▸ **Short exercise**
Set down each record exactly as written.

------------------------

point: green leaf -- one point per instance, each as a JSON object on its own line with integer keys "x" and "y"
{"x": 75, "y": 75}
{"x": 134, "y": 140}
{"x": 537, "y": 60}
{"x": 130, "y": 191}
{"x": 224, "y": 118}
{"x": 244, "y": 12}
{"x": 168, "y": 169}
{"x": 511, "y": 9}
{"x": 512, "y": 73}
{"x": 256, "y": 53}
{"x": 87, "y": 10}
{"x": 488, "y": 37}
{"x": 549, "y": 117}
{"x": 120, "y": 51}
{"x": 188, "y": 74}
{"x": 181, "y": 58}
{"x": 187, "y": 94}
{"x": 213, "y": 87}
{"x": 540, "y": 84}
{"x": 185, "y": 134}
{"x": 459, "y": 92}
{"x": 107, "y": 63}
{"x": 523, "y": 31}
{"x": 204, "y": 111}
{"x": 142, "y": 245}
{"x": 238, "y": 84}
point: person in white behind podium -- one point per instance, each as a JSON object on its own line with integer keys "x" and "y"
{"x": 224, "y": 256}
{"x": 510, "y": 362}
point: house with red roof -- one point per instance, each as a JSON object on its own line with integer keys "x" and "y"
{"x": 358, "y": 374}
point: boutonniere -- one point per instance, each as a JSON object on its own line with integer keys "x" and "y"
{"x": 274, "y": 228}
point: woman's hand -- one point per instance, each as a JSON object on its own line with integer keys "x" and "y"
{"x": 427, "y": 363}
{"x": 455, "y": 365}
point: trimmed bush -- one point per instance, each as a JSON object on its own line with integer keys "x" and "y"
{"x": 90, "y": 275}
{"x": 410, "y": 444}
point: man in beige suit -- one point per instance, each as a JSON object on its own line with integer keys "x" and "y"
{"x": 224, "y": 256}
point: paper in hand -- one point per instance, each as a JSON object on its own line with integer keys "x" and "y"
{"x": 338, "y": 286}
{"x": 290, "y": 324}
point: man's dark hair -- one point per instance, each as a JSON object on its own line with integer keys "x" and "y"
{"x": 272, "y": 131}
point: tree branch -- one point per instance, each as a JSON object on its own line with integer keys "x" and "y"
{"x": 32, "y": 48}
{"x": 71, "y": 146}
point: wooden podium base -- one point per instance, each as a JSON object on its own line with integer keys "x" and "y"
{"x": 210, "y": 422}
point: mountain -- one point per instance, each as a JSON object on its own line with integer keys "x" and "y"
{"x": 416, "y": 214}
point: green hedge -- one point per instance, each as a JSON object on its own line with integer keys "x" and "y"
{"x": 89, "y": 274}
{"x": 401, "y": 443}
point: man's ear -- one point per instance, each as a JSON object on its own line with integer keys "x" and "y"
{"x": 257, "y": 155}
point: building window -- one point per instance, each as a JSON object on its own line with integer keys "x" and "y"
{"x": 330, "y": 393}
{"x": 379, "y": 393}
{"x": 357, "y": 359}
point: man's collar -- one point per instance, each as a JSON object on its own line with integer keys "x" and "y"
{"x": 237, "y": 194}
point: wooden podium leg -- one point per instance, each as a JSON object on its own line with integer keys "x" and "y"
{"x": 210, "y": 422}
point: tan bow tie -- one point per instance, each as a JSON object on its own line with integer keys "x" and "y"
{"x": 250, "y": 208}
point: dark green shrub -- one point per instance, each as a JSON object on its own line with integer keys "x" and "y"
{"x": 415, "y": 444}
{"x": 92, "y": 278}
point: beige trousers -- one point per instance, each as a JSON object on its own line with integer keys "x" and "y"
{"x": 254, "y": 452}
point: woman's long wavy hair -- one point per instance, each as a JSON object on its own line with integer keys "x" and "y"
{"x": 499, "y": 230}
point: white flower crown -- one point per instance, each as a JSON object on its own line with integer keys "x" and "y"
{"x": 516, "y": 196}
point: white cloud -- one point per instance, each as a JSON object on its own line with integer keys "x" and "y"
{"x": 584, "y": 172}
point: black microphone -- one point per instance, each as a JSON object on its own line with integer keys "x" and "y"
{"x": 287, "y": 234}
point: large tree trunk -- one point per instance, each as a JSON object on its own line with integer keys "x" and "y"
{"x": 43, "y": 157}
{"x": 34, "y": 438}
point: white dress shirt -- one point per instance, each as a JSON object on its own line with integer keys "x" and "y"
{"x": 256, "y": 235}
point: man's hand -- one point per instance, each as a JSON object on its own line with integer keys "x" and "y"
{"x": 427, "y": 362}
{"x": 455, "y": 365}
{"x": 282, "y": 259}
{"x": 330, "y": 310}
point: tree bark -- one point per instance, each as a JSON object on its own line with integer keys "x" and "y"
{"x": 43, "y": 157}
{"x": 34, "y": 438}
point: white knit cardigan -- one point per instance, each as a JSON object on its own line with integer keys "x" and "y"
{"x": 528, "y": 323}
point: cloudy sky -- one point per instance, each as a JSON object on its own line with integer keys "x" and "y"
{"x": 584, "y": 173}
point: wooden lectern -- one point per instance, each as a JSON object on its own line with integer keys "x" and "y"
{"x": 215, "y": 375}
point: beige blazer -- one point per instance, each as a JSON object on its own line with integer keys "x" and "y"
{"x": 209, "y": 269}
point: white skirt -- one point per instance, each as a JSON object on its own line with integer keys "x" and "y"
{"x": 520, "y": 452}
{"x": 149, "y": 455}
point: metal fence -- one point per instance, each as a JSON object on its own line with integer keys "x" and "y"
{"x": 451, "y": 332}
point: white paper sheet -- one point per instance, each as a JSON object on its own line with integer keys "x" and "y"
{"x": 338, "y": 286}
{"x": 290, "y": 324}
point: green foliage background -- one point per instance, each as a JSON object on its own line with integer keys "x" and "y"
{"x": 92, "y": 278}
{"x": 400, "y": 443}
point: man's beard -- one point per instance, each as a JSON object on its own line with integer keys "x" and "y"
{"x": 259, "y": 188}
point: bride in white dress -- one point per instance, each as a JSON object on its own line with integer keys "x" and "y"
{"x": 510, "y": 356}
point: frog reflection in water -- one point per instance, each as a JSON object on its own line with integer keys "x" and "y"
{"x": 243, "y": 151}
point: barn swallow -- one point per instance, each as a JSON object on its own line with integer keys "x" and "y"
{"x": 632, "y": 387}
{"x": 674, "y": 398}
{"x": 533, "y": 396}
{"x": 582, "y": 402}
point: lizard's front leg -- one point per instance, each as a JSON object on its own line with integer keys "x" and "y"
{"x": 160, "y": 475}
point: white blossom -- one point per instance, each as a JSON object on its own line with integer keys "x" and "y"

------------------------

▸ **Problem solution**
point: green leaf -- one point per instance, each as a JSON object on its own line with integer keys "x" and "y"
{"x": 75, "y": 75}
{"x": 134, "y": 140}
{"x": 537, "y": 60}
{"x": 130, "y": 191}
{"x": 224, "y": 118}
{"x": 244, "y": 12}
{"x": 168, "y": 169}
{"x": 511, "y": 9}
{"x": 512, "y": 73}
{"x": 256, "y": 53}
{"x": 87, "y": 10}
{"x": 488, "y": 37}
{"x": 549, "y": 117}
{"x": 120, "y": 51}
{"x": 188, "y": 74}
{"x": 181, "y": 58}
{"x": 187, "y": 94}
{"x": 213, "y": 87}
{"x": 540, "y": 84}
{"x": 185, "y": 134}
{"x": 459, "y": 92}
{"x": 107, "y": 63}
{"x": 523, "y": 31}
{"x": 204, "y": 111}
{"x": 142, "y": 245}
{"x": 238, "y": 84}
point: person in white behind podium -- one point per instance, each as a JSON object on its own line with integer keys "x" and "y"
{"x": 224, "y": 256}
{"x": 510, "y": 362}
point: house with red roof -- one point per instance, each as a JSON object on its own line with integer keys "x" and "y"
{"x": 358, "y": 374}
point: boutonniere -- one point per instance, each as a JSON object on its own line with integer keys "x" and "y"
{"x": 274, "y": 228}
point: woman's hand -- one point per instance, each as a JSON object on its own line with integer keys "x" and "y"
{"x": 427, "y": 363}
{"x": 455, "y": 365}
point: trimmed bush -- one point per instance, each as a JSON object on its own line with integer keys "x" and "y"
{"x": 90, "y": 275}
{"x": 410, "y": 444}
point: man in beige suit -- one point per instance, each as a JSON object on its own line with integer keys "x" and "y"
{"x": 224, "y": 256}
point: paper in hand -- one point per instance, each as a JSON object on its own line with integer keys "x" and "y"
{"x": 338, "y": 286}
{"x": 290, "y": 324}
point: man's dark hair -- one point per instance, each as a JSON object on its own line with integer keys "x" and "y"
{"x": 272, "y": 131}
point: tree branch -- one point per instance, each as a JSON object on its own line with integer keys "x" and "y"
{"x": 32, "y": 48}
{"x": 71, "y": 146}
point: wooden podium base -- one point per instance, each as a JSON object on its own line with integer keys "x" and "y"
{"x": 210, "y": 422}
point: mountain -- one point per instance, each as a JSON object on its own line with integer keys "x" and "y"
{"x": 416, "y": 214}
point: green hedge -- one point per instance, each as a JSON object on its own line with integer keys "x" and "y"
{"x": 89, "y": 274}
{"x": 401, "y": 443}
point: man's ear -- one point per instance, each as a JSON object on its own line with integer keys "x" and "y"
{"x": 257, "y": 155}
point: building window -- one point per instance, each as a JSON object on its own line with integer keys "x" and "y"
{"x": 330, "y": 393}
{"x": 379, "y": 393}
{"x": 357, "y": 359}
point: man's collar -- one point per instance, each as a JSON object on its own line with integer keys "x" and "y"
{"x": 237, "y": 194}
point: wooden podium leg -- one point per instance, each as a JSON object on its own line with integer keys "x" and "y"
{"x": 210, "y": 422}
point: tan bow tie -- one point per instance, each as a JSON object on its own line with integer keys "x" and "y"
{"x": 250, "y": 208}
point: dark green shrub -- one point per instance, each as a JSON object on its own line with integer keys "x" and "y"
{"x": 415, "y": 444}
{"x": 92, "y": 278}
point: beige trousers -- one point per instance, each as a JSON object on its own line with integer keys "x" and "y"
{"x": 254, "y": 452}
point: woman's long wavy hair -- one point per instance, each as a JSON object on its own line with integer keys "x" and "y"
{"x": 499, "y": 230}
point: white flower crown -- one point per instance, each as a JSON object on its own line with integer keys "x" and "y"
{"x": 516, "y": 196}
point: white cloud -- one point per instance, each as a JSON object on its own line with integer keys "x" and "y"
{"x": 584, "y": 172}
point: black microphone -- one point per instance, each as a JSON object on its own line with integer keys "x" and "y"
{"x": 287, "y": 234}
point: large tree trunk -- one point per instance, each as a JSON object on its own line with integer keys "x" and "y"
{"x": 43, "y": 157}
{"x": 34, "y": 438}
point: white dress shirt -- one point per instance, each as a JSON object on its own line with integer keys "x" and "y"
{"x": 256, "y": 235}
point: man's hand -- one point per instance, each as a JSON object on its own line with integer keys "x" and "y"
{"x": 427, "y": 362}
{"x": 455, "y": 365}
{"x": 282, "y": 259}
{"x": 330, "y": 310}
point: tree bark -- one point per instance, each as a JSON object on its own line with integer keys "x" and "y"
{"x": 43, "y": 157}
{"x": 34, "y": 438}
point: white knit cardigan -- one point per instance, each as a JSON object on its own line with integer keys "x" and "y"
{"x": 528, "y": 323}
point: cloudy sky -- one point per instance, each as a JSON object on its own line with integer keys "x" and "y"
{"x": 584, "y": 173}
point: wooden lectern -- one point per instance, each as a JSON object on its own line with integer keys "x" and "y"
{"x": 215, "y": 375}
point: beige blazer -- one point per instance, each as a JSON object on its own line with integer keys "x" and "y"
{"x": 209, "y": 269}
point: white skirt -- one point per instance, each as a JSON object on its own line with integer keys "x" and "y"
{"x": 520, "y": 452}
{"x": 149, "y": 455}
point: metal fence -- one point per instance, each as a JSON object on its own line with integer keys "x" and "y"
{"x": 451, "y": 332}
point: white paper sheet -- one point per instance, each as a JSON object on its own line with integer keys "x" and "y"
{"x": 338, "y": 286}
{"x": 290, "y": 324}
point: green foliage background -- one point per instance, each as a JSON object on its own line with integer keys "x" and "y"
{"x": 92, "y": 278}
{"x": 400, "y": 443}
point: man's beard -- one point per instance, each as a JSON object on its own line with integer keys "x" and "y"
{"x": 259, "y": 188}
point: bride in white dress -- one point per instance, each as a JSON object on its own line with integer keys "x" and "y"
{"x": 510, "y": 356}
point: frog reflection in water -- one point per instance, each as a JSON object on its own line with integer keys "x" and "y"
{"x": 243, "y": 151}
point: barn swallow -- one point per instance, each as a JSON object on its own line with integer keys "x" and "y"
{"x": 632, "y": 387}
{"x": 674, "y": 398}
{"x": 533, "y": 396}
{"x": 582, "y": 402}
point: lizard's front leg -- one point per instance, each as a JSON object on its own line with integer keys "x" and "y"
{"x": 160, "y": 475}
point: white blossom -- one point per instance, each as a JSON object on its own line with integer keys "x" and "y"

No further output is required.